*** ENTRIES ***

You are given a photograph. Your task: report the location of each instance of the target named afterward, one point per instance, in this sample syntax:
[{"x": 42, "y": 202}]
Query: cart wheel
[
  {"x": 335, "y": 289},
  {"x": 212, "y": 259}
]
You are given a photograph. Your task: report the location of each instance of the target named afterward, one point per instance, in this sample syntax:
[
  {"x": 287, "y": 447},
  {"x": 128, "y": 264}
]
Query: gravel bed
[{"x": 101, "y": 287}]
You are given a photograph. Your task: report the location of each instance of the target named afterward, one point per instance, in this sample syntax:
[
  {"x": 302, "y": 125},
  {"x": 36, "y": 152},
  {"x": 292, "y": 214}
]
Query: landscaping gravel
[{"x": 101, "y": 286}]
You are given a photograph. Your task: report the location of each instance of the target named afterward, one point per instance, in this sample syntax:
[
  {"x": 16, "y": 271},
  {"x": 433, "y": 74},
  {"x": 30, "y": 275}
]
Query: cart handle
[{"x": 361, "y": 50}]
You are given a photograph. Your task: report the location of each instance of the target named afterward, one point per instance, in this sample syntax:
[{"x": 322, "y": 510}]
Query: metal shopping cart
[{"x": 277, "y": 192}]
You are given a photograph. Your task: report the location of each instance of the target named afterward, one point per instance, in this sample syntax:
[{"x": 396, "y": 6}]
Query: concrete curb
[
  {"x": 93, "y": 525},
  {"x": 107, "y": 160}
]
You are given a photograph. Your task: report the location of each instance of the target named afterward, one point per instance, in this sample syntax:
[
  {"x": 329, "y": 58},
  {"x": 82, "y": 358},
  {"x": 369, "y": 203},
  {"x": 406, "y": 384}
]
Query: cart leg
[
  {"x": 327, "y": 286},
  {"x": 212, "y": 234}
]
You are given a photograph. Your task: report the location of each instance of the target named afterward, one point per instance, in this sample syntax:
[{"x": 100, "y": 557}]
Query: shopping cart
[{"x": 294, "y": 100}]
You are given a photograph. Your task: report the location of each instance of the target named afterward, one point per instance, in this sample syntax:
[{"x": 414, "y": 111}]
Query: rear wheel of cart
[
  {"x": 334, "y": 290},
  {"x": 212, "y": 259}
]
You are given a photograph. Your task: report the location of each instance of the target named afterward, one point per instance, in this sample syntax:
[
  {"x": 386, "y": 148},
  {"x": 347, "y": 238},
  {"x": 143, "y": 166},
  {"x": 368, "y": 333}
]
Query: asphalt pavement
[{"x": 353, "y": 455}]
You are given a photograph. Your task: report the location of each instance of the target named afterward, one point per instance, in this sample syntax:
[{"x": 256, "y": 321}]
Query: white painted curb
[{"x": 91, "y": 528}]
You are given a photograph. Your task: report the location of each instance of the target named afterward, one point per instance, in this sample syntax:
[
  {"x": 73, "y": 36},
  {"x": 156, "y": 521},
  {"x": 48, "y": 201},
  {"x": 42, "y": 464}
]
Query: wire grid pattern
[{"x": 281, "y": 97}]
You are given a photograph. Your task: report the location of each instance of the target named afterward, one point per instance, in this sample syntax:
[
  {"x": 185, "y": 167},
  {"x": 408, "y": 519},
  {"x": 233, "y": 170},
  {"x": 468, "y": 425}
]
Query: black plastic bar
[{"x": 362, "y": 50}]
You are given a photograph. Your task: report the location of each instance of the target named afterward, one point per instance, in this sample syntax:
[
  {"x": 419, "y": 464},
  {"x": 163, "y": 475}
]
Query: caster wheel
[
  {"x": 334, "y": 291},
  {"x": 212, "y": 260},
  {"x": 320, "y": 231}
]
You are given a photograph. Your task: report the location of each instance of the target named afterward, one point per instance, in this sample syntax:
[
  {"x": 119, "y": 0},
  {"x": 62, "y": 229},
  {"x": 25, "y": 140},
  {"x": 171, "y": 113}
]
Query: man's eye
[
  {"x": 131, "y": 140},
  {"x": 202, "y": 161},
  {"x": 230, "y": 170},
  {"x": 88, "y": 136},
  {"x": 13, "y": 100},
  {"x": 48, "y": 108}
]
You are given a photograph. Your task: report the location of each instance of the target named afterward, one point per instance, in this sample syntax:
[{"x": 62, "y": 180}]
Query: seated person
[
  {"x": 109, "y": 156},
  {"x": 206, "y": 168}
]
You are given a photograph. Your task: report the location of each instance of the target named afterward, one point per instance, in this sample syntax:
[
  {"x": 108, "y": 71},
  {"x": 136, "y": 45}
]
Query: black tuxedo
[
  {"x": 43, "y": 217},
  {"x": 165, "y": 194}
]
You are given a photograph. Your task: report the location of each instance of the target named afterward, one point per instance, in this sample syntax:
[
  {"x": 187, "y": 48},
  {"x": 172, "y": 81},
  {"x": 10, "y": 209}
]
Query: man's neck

***

DIRECTIVE: Output the full listing exactly as it stands.

OUTPUT OF THE TASK:
You are given a photograph. Your task: report the location of each instance of the target named afterward, one point per instance, in this sample syntax:
[{"x": 42, "y": 202}]
Query: cart wheel
[
  {"x": 335, "y": 289},
  {"x": 212, "y": 259}
]
You are given a photograph. Your task: report the location of each instance of the target named afterward, one point per instance, in this sample syntax:
[
  {"x": 287, "y": 447},
  {"x": 128, "y": 264}
]
Query: gravel bed
[{"x": 101, "y": 287}]
You are given a photograph. Your task: report the location of each instance of the target named afterward, one point per instance, in this sample syntax:
[
  {"x": 302, "y": 125},
  {"x": 36, "y": 152},
  {"x": 292, "y": 214}
]
Query: landscaping gravel
[{"x": 101, "y": 286}]
You are given a photograph. Your task: report the location of each instance of the target named afterward, one point per instance, in this sample syntax:
[
  {"x": 16, "y": 271},
  {"x": 433, "y": 74},
  {"x": 30, "y": 275}
]
Query: cart handle
[{"x": 361, "y": 50}]
You are given a photograph. Your task: report the location of each instance of the target named afterward, one point per instance, in this sample syntax:
[{"x": 322, "y": 510}]
Query: metal shopping cart
[{"x": 277, "y": 192}]
You are given a photograph. Your task: report the location of each instance of the target named afterward, one point per instance, in this sample syntax:
[{"x": 396, "y": 6}]
Query: concrete curb
[
  {"x": 93, "y": 525},
  {"x": 107, "y": 160}
]
You are given a photograph. Your task: report the location of each instance of the target named afterward, one point per instance, in this sample syntax:
[
  {"x": 329, "y": 58},
  {"x": 82, "y": 358},
  {"x": 369, "y": 203},
  {"x": 406, "y": 384}
]
Query: cart leg
[
  {"x": 327, "y": 286},
  {"x": 212, "y": 234}
]
You are given a photograph. Your task: report the location of each instance of the target named afterward, one point per instance, in this sample syntax:
[{"x": 100, "y": 557}]
Query: shopping cart
[{"x": 294, "y": 100}]
You are given a photograph. Your task: report the location of each instance of the target named afterward, one point per instance, in this sample syntax:
[{"x": 414, "y": 111}]
Query: rear wheel of cart
[
  {"x": 334, "y": 290},
  {"x": 212, "y": 259}
]
You are given a photograph. Your task: report the location of each instance of the target named afterward, one point per instance, in this sample syntax:
[
  {"x": 386, "y": 148},
  {"x": 347, "y": 238},
  {"x": 143, "y": 166},
  {"x": 368, "y": 333}
]
Query: asphalt pavement
[{"x": 353, "y": 455}]
You are given a photograph. Your task: report the location of each instance of the target named afterward, one point per instance, in this sample syntax:
[{"x": 256, "y": 321}]
Query: white painted curb
[{"x": 91, "y": 528}]
You are given a photograph. Your task: report the location of each instance of the target named afterward, one point per instance, in this sample syntax:
[
  {"x": 73, "y": 36},
  {"x": 156, "y": 521},
  {"x": 48, "y": 201},
  {"x": 42, "y": 464}
]
Query: wire grid pattern
[{"x": 281, "y": 97}]
You are given a photograph. Your task: report the location of each instance of the target named afterward, one point per instance, in this sample syntax:
[
  {"x": 185, "y": 167},
  {"x": 408, "y": 519},
  {"x": 233, "y": 170},
  {"x": 468, "y": 425}
]
Query: black plastic bar
[{"x": 362, "y": 50}]
You are given a photograph. Your task: report the location of each instance of the target named afterward, one point per instance, in this sample syntax:
[
  {"x": 419, "y": 464},
  {"x": 163, "y": 475}
]
Query: caster wheel
[
  {"x": 334, "y": 291},
  {"x": 212, "y": 260},
  {"x": 320, "y": 231}
]
You are given a photograph. Your task: report the location of each instance of the target named afterward, one point per instance, in this sample syntax:
[
  {"x": 119, "y": 0},
  {"x": 62, "y": 229},
  {"x": 25, "y": 140},
  {"x": 171, "y": 113}
]
Query: man's eye
[
  {"x": 131, "y": 140},
  {"x": 202, "y": 161},
  {"x": 230, "y": 170},
  {"x": 88, "y": 136},
  {"x": 13, "y": 100},
  {"x": 48, "y": 108}
]
You are given a photograph. Your task: report the location of each instance of the target named afterward, one point per instance, in this sample syntax:
[{"x": 62, "y": 180}]
Query: seated person
[
  {"x": 109, "y": 156},
  {"x": 206, "y": 168}
]
You are given a photograph. Your task: report the location of each instance of the target named afterward, one point per instance, in this sample syntax:
[
  {"x": 108, "y": 71},
  {"x": 136, "y": 45}
]
Query: black tuxedo
[
  {"x": 43, "y": 217},
  {"x": 165, "y": 194}
]
You are given a photograph. Your task: report the location of each instance of the target named afterward, one point per instance, in this sample syntax:
[
  {"x": 187, "y": 48},
  {"x": 172, "y": 81},
  {"x": 10, "y": 209}
]
Query: man's neck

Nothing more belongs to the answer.